-- EXERCÍCIOS --
A: Na narração sobre o gato, em que andar ficava a casa e o que faltava ao prédio?
B: Como continua a narração sobre o gato? Escreva a parte seguinte a partir do ponto em que ela termina.

NARRAÇÃO ESTÓICA DE UM GATARRÃO FELIZ COM UM FINAL DE TRAGÉDIA

Morava num último andar, o quinto, onde já teria nascido, e tinha um gato. Mas não tinha elevador. Prédio velho, anterior à obrigatoriedade legal, logo na construção, dessa modernice com cerca de vinte e um séculos de sobe e desce em alternância, quando o número de andares projectados trepe acima do máximo estabelecido como norma do que na vertical ainda dispense bordão e transporte. E no peitoril das altas janelas de guilhotina, a periclitância corriqueira em vasos de flores de regar só à noitinha, assim como o indispensável cordel intimado a ser estendal da roupa possível a secar ao sol nocturno, para que a manhã não se obrigue ao desconforto de secá-la já no corpo.
Quanto ao resto, o trivial: uma reforma magérrima, alguns vícios sem substrato de furar as algibeiras com o peso, três amantes de excepção por não se ignorarem nem se digladiarem em prol do exclusivo, umas tantas amizades de ocasionais reencontros livres de programa prévio, uma bicicleta amarrada à grade do patamar e sentenciada à ferrugem do pasmo, livros encavalitados sobre livros que sobre outros livros se encavalitam e afinal se calam todos, uma rabeca sem cordas ou arco e logo hipóteses de martirizar crânios vizinhos, e a garantia, por teimar em viver a sós com o bichano, de acordar de manhã, muito cedo e em liberdade, sem sarro a não ser na gorja, a ouvir a habitual desgarrada de quantos garnisés se arroguem de vivos nos arredores, entremeada por melodias saltitantes tiradas pela harpa da passarada.

-- CONJUNTO DE ITENS --

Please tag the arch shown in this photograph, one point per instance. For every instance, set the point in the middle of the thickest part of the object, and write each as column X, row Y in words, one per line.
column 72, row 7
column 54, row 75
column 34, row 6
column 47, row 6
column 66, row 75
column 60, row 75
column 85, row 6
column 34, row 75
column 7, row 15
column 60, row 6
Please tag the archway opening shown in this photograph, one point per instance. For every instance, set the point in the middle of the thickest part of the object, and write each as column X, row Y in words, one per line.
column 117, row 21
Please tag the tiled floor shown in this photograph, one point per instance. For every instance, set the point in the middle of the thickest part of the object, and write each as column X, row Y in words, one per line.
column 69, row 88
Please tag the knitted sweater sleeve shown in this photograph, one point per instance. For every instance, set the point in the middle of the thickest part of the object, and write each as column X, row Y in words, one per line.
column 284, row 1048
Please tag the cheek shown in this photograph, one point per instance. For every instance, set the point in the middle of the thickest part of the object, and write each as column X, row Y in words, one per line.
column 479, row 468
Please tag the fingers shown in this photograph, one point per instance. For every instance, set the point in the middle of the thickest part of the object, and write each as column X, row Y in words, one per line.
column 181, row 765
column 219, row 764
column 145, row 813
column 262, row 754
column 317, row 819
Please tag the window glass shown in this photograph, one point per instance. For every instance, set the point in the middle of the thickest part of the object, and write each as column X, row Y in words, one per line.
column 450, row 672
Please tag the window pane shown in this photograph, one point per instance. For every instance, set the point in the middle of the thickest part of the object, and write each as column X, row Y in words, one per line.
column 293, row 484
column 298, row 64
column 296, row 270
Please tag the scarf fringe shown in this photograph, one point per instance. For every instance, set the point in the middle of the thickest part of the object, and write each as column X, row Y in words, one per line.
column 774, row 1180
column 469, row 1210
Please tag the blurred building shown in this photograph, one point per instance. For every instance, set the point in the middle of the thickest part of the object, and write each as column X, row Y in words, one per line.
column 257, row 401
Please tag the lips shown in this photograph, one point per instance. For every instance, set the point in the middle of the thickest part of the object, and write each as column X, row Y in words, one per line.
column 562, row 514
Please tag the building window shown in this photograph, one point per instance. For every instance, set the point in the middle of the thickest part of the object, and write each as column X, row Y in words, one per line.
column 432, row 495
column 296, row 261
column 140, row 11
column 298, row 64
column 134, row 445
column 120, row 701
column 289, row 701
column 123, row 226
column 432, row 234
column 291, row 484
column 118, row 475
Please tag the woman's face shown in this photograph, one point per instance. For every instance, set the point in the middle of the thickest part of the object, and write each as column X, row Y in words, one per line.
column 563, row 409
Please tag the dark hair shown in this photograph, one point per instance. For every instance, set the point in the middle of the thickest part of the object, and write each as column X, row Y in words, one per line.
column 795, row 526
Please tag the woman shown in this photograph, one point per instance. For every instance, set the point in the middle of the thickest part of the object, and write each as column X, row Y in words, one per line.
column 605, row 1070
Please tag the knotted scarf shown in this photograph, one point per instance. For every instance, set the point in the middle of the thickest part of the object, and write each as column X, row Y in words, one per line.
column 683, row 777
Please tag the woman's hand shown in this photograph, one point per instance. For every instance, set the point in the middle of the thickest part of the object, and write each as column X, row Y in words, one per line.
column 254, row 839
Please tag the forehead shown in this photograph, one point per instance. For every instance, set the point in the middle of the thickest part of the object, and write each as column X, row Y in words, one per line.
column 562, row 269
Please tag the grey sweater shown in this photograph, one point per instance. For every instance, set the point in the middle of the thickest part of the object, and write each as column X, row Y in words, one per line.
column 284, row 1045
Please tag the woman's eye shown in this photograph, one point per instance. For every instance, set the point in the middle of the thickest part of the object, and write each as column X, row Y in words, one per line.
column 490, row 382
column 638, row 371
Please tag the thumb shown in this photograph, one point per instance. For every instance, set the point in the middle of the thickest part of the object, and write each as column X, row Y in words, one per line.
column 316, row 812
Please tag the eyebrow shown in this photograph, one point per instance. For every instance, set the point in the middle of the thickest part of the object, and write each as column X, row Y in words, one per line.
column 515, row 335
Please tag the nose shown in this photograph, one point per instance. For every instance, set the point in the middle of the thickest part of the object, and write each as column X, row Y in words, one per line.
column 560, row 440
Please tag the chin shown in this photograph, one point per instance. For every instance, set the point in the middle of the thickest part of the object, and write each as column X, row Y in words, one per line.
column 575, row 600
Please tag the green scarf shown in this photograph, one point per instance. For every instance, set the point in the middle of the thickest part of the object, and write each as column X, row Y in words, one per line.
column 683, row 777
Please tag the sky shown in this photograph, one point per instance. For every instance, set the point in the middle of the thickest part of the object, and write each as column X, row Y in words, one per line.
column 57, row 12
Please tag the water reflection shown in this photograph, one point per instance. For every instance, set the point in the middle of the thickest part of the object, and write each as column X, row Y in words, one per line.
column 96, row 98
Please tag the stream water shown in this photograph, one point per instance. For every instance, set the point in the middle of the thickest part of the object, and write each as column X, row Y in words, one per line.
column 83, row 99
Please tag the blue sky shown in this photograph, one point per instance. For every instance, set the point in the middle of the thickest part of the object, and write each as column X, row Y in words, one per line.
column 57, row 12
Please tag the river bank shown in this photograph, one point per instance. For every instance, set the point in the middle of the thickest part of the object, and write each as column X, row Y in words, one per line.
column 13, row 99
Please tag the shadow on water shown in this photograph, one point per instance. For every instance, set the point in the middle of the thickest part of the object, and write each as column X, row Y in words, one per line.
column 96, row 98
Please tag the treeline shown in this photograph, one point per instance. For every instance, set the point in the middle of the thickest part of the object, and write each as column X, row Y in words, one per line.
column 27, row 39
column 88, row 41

-- RESPOSTAS --
A: Ficava no quinto andar, o último, e o prédio não tinha elevador.

B:
A maior contrariedade, gigantesca nos efeitos de gradual acumulação sem retrocesso, era a dos noventa e cinco exactos degraus de madeira a escalar três ou quatro vezes por dia. E quase tão desgastante como a ascensão remordida passo a passo, era a aventura em sentido inverso, noutras tantas edições, com a neblina do vidro das lentes a aumentar de grossura e a diminuir de eficácia em semelhante proporção, não se sabendo, em cada descida arrostada, se aquela não seria a derradeira, que o mesmo equivale a dizer a primeira sem regresso ao usufruto de sentir algo fofo a ronronar contra as pernas. Um dia, de acordo com a própria matemática, seria. E foi. Mas não num desses reptos lançados ao abismo quotidiano de noventa e cinco degraus a descer. Nem sob o afogo, a traduzir-se por falta de ar à evidência, ao acabar de galgá-los ao contrário, cada vez mais devagar, a caminho do céu.
Rumorejando um para o outro, os dois extremos de uma língua bífida dizem que se foi ao vir-se, quando, em casa e na cama de uma das três já anunciadas alternativas de assumida mancebia, tentava ressuscitar o equilíbrio entre a procura e a oferta. Morte santa —, complementam as duas pontas da taramela de réptil a estender-se ao sol. De que vale esgrimir a inveja como argumento perguntam-se outras línguas de uma só extremidade por opção —, quando o mais importante é trazer a sombra aos pés e nunca carregada às costas?
Morava num último andar, o quinto, onde já teria nascido, e tinha um dono. Mas não tinha elevador. Mesmo que o tivesse, contudo, nunca a tal recorreria, se nem chegava aos botões. Daí, também ele se foi, mas não sob a vigência de qualquer orgasmo tardio. Consumido pela fome e pela sede, não permitiu que lhe pusessem a mão e o persuadissem a mudar de prédio e de dono. Preferiu morrer, arrojando-se da varanda em tombo livre, esmagado sobre a calçada. E há quem jure tê-lo visto e ouvido, pelo ar, antes do chão final, a miar e a arreganhar os bigodes contra a conjuntura. Será que morreu feliz? Se em vez do gato tivesse caído o governo, estaria feliz de morrer.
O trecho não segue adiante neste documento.